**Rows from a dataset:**
+ + + +

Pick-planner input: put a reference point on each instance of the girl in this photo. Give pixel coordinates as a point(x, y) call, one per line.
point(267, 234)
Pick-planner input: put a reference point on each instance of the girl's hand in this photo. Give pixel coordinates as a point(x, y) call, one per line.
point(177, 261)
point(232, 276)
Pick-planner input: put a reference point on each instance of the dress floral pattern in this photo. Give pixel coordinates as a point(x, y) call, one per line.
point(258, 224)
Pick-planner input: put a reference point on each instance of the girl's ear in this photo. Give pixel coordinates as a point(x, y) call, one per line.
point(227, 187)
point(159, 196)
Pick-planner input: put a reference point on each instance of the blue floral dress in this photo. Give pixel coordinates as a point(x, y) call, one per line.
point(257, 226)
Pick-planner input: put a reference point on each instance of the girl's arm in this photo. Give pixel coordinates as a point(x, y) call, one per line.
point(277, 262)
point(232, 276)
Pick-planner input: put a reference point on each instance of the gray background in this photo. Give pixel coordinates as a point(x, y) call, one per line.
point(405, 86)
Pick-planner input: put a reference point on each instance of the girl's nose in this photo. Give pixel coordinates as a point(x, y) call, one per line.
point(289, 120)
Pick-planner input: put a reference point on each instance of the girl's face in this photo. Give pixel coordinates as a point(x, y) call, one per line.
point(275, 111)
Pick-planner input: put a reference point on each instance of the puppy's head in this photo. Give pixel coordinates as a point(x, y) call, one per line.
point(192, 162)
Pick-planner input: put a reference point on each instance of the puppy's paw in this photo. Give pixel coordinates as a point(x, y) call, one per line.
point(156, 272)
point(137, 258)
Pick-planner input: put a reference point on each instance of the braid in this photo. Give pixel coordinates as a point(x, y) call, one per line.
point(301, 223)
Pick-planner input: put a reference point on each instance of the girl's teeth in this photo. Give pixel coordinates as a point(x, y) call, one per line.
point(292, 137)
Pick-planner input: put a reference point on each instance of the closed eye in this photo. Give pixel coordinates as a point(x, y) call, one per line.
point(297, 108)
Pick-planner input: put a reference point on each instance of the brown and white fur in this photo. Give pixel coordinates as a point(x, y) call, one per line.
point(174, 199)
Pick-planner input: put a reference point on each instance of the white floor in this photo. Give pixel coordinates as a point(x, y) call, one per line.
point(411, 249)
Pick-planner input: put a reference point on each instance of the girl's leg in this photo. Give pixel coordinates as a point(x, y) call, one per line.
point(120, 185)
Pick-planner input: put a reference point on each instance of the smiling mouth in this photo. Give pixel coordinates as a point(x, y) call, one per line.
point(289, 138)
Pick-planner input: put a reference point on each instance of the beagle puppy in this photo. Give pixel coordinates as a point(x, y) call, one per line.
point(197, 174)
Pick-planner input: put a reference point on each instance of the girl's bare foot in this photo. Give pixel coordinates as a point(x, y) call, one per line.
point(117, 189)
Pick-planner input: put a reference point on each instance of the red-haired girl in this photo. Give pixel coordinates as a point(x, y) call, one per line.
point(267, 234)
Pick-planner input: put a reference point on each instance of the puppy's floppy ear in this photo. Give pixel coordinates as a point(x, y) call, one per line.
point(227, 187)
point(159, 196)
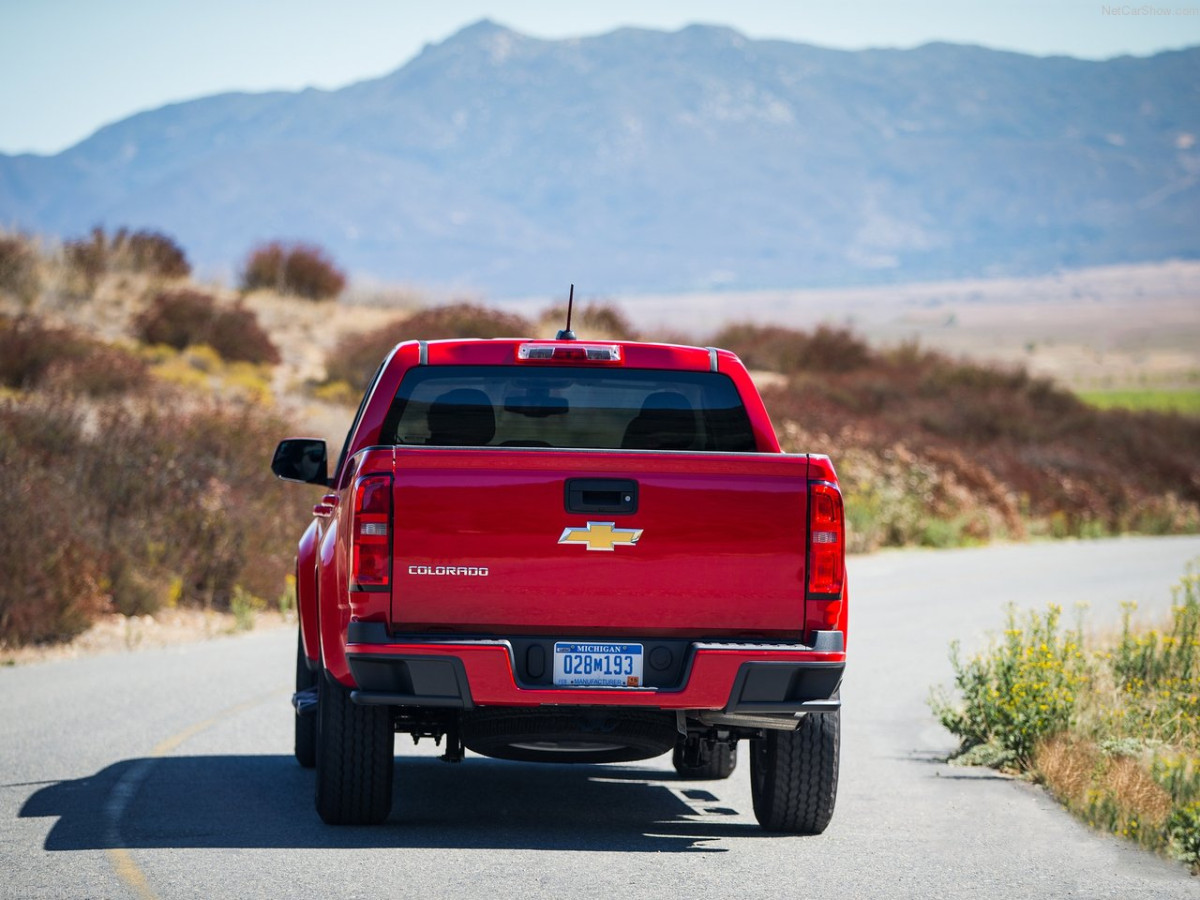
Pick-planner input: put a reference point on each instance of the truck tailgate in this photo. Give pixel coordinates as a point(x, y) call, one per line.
point(478, 544)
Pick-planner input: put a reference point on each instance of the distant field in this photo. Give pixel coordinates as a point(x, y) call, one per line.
point(1102, 330)
point(1162, 401)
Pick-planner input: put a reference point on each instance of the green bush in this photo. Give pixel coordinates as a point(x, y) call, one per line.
point(1020, 690)
point(300, 269)
point(1113, 733)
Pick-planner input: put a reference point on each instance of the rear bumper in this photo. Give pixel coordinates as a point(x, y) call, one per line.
point(409, 671)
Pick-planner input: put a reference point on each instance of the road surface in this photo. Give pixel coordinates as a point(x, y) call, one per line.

+ + + +

**What you will do:** Reproduce every line from the start of the rows through the line containing "point(192, 162)", inclusive, with the requests included. Multiply each x and y coordinate in the answer points by 0.45, rounding to whole numbers with halves going up, and leave the requests and their point(x, y) format unchanged.

**The answer:**
Pick-planner input: put a reference point on each instance of the girl in this photo. Give pixel coordinates as a point(x, y) call, one per line.
point(120, 105)
Pick-planner input: put a reference point on each instance of the girl's hand in this photo. Give pixel coordinates as a point(x, y) call, one per line.
point(80, 117)
point(104, 124)
Pick-planner input: put a reference point on each instance of the dress floral pattern in this photo. Give pixel coordinates as a point(x, y) call, one per line.
point(116, 101)
Pick-planner input: put a reference point on each instance of the girl's ear in this photo. Give pixel coordinates as a point(x, y) call, one per line.
point(102, 84)
point(72, 88)
Pick-planner input: put a reference point on each instance of the blue floral dress in this photo. Give pixel coordinates as a point(x, y) call, one per line.
point(116, 102)
Pick-planner input: put a reference point on each instance of the girl's arm in this photo. Give pixel coordinates as a point(x, y) call, one per line.
point(125, 118)
point(104, 124)
Pick-planner input: put a reference point on each instance of the gray background in this photo. Give pixel coordinates as a point(x, y) call, one per line.
point(182, 39)
Pick-planner input: put a reference point on each instance of the girl's nose in this photo. Give pixel coordinates as a point(x, y) call, one per line.
point(130, 54)
Pick-planner input: put a reference point on each instance of the girl's face in this photo. Give pixel coordinates as a point(x, y) call, one per line.
point(124, 50)
Pick-planner input: put a reference point on each instance of the puppy's head in this photo. Give pixel coordinates as a point(x, y) call, one per line.
point(86, 73)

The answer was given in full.